• _To do_:
Please copy out the entries until you have copied the line that contains "positive clicks: (432, 175) (387, 143)", beginning with the first line.

• _Excerpted records_:
>>>

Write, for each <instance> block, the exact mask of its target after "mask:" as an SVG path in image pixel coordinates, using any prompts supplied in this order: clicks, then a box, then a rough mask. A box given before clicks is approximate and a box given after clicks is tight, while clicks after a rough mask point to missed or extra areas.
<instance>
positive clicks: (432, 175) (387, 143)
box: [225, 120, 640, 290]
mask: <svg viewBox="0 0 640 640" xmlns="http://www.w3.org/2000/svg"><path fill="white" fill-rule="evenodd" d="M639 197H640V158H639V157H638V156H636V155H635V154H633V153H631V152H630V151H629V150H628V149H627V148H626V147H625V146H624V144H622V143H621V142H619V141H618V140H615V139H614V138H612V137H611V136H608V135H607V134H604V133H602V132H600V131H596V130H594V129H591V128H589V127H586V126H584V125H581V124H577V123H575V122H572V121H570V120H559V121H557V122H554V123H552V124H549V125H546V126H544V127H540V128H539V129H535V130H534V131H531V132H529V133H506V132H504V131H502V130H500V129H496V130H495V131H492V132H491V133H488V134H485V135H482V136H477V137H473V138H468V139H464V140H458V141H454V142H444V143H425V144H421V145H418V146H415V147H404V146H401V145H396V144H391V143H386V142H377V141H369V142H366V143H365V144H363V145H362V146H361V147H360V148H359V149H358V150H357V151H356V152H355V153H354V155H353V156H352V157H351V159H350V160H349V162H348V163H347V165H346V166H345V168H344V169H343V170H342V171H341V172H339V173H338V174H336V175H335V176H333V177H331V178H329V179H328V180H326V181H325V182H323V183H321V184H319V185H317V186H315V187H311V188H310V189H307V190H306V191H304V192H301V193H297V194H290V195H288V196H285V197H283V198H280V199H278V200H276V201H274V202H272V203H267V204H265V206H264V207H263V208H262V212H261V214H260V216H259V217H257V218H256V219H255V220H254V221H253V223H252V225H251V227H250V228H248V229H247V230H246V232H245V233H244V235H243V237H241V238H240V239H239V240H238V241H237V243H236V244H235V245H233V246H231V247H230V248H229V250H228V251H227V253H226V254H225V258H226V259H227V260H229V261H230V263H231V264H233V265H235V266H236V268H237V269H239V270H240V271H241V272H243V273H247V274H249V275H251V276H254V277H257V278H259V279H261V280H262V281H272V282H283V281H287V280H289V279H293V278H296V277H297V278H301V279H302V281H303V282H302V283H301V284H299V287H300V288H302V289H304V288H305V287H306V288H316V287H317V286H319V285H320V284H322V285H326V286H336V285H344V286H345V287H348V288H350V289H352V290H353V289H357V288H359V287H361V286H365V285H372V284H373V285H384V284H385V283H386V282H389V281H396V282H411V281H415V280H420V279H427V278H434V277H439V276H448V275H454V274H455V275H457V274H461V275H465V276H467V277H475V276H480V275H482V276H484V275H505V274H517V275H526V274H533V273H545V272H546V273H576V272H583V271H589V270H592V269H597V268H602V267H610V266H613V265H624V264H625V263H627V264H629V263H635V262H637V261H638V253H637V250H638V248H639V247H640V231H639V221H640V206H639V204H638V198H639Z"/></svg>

<<<

• _Solution_:
Write, for each <instance> block, the exact mask of its target after "mask:" as an SVG path in image pixel coordinates, using any prompts supplied in this order: clicks, then a box, then a rough mask. A box given before clicks is approximate and a box given after clicks is tight, while clicks after a rough mask point to missed or extra areas.
<instance>
positive clicks: (432, 175) (387, 143)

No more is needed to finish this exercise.